These teen superheroes have many powers, but charisma isn't one of them.

The Tomorrow People airs Wednesdays on CW

Back in the 1970's, The Tomorrow People originally aired as a children's show in the UK and, like much sci-from that era, came complete with campy features like a biological talking computer named TIM and snazzy belt buckles that helped augment the characters' superpowers. In its update for a modern CW audience, the camp and the kids are gone, replaced with healthy doses of angsty daddy issues and government paranoia.

High school student Stephen (Robbie Amell) has been dealing with some very odd issues lately. These problems include waking up in his neighbors' bed, despite having tied himself down before going to sleep. Despite many trips to different doctors and a regular habit of choking down doses of anti-psychotic pills, nothing seems to be getting better. Stephen has also been hearing the voice of a woman named Cara (Peyton List) in his head. When he follows her instructions one night, he's lead into a strange secret hiding spot where, in addition to Cara, he meets others like him. These folks call themselves "Tomorrow People," with Cara quick to point they did not come up with that designation. These folks are a step ahead in genetic evolution and have the ability to teleport, communicate telepathically and move objects telekinetically ("the three T's"). Stephen is the son of their former leader, who vanished without a trace several years ago. Cara, along with her co-horts John (Luke Mitchell) and Russell (Aaron Yoo), hope that Stephen will be able to use his powers to connect with his father and bring their mentor back to them.

**********

* [Required actions]
a – In the review of The Tomorrow People, what three abilities make up "the three T's"?
b – Write the next part of the review of The Tomorrow People, starting after its final sentence.

(Referring expression pointing data)
**********

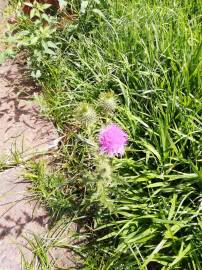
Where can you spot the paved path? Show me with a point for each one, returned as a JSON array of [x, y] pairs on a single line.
[[25, 133]]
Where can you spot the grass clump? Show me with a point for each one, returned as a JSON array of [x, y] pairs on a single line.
[[143, 210]]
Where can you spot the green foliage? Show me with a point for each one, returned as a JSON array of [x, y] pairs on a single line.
[[142, 211]]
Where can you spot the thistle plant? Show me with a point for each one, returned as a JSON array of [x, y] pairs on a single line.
[[86, 114], [107, 102]]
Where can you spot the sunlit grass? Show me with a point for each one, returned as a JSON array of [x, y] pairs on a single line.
[[149, 54]]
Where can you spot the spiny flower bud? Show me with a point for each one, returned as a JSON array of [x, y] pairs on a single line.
[[107, 102], [86, 114]]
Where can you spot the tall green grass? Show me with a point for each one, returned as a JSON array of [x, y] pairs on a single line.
[[149, 54]]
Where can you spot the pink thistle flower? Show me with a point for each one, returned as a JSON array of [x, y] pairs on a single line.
[[112, 140]]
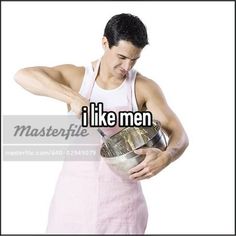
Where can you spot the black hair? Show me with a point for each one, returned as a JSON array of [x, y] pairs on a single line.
[[126, 27]]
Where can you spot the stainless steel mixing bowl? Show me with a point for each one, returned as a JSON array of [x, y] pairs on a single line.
[[122, 157]]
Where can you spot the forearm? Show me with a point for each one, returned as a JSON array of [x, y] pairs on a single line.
[[39, 82], [178, 142]]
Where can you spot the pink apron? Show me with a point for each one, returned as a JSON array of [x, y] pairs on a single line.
[[91, 199]]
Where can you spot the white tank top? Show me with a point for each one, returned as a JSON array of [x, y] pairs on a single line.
[[110, 98]]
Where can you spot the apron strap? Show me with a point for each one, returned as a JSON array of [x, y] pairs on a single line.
[[128, 80]]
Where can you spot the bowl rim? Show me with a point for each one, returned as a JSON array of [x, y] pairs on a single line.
[[155, 122]]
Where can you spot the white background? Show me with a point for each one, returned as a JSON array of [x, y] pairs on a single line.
[[191, 56]]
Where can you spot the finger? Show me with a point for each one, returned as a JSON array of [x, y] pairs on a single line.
[[138, 174], [137, 168], [141, 151]]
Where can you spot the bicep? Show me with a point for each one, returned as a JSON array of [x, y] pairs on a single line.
[[156, 103]]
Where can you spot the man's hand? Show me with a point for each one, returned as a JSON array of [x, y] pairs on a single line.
[[155, 160], [77, 103]]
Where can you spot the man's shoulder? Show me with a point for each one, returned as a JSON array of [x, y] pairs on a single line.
[[70, 68], [142, 80]]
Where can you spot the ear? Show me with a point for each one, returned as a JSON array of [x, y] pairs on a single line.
[[105, 43]]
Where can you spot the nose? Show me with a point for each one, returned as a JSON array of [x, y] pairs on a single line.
[[127, 64]]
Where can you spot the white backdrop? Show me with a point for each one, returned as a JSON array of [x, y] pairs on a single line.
[[191, 56]]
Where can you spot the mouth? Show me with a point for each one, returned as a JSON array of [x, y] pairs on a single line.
[[123, 72]]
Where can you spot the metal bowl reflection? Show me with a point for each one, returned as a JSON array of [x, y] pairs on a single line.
[[122, 156]]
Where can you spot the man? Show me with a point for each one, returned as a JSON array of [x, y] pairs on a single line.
[[108, 204]]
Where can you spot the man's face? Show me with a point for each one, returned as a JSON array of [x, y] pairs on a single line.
[[121, 58]]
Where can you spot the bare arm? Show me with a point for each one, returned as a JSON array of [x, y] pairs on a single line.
[[151, 97], [156, 103], [60, 82]]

**********

* [Written responses]
a – Teleporting, communicating telepathically, and moving objects telekinetically.

b –
A secret government organization called Ultra is the enemy of the Tomorrow People. Led by evolutionary biologist Dr. Jedikiah Price (Mark Pelligrino), Ultra is committed to capturing all of these superior beings and using them and their powers to round up the rest. Price fears what the Tomorrow People are capable of and wants to be able to control them to protect human-kind.

In translating The Tomorrow People to the here and now, creator Phil Klemmer may have removed the period goofiness (though robot TIM still remains, voiced by Downton Abbey's Dan Stevens), but with nothing added to help define it, the show just feels like a stale X-Men clone. While some of the teleport-enhanced fight scenes can be enjoyable, it's surprising how little fun this show is. There's no humor or sense of enjoyment in this world and it drags everything down. This isn't helped by the series being populated with a cast full of beautiful young characters who are total charisma voids. Despite the fact that Amell was bubbly and funny in last Spring's 1600 Penn and List held her own as Roger Sterling's young bride on Mad Men, they are both painfully dull here. Hints of a brewing love triangle between Stephen, Cara and John feel machined to fit the network's target demographics as the actors have no chemistry with each other.

Like Cara's attempts to distance herself from the titular moniker, The Tomorrow People feels ashamed of its heritage. Rather than embrace its silliness, the show plunges into a dark, sticky pool of teen angst that weighs down what could have been a frothy and fun supernatural drama.